(Input data):
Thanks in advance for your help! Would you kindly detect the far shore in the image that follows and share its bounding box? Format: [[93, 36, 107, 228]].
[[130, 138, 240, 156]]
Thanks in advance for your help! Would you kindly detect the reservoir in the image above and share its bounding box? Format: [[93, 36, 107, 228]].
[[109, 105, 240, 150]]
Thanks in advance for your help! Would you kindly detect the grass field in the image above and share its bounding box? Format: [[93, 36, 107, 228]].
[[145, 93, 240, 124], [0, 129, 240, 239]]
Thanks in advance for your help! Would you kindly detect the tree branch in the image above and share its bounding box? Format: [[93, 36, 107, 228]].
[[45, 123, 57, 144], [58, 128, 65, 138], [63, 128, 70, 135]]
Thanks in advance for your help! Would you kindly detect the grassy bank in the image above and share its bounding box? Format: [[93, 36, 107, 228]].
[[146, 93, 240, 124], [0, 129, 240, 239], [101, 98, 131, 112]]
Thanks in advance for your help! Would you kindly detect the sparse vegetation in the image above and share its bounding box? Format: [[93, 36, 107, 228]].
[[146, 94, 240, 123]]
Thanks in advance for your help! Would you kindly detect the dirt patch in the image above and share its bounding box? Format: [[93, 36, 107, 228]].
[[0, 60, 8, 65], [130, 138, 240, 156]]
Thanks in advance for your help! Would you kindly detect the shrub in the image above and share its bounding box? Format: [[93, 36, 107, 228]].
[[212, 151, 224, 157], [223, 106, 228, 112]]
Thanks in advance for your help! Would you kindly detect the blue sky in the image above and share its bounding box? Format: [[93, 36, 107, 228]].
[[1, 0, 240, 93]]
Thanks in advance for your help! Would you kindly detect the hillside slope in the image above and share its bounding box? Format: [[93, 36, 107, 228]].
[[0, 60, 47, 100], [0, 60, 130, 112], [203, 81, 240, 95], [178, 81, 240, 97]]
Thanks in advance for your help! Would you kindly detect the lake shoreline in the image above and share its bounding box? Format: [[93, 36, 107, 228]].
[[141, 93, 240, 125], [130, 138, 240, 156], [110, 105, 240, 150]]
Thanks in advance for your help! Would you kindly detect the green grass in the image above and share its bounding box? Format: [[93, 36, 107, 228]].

(Problem to work on): Write out again, exactly, the line containing "detect the blue" and every later line of the records. Omit the rest.

(Answer section):
Thanks in advance for your help! Would you kindly detect the blue sky in the image above and share its bounding box? Format: [[93, 36, 107, 228]].
[[1, 0, 240, 93]]
Thanks in advance for your help! Would you kindly detect the hillside slope in the image above and share its bounding box? Format: [[93, 36, 107, 228]].
[[0, 60, 47, 100], [0, 60, 130, 112], [203, 81, 240, 95], [178, 81, 240, 97]]
Thanks in advance for your help! Would you kindly detect the lake shoreline in the image above and share its bounding box? Format: [[93, 36, 107, 228]].
[[141, 93, 240, 125], [130, 138, 240, 156], [110, 105, 240, 150]]
Thanks in advance for your help! Would you kindly detect the green grass in the image above and share its bounding box? Format: [[93, 36, 107, 228]].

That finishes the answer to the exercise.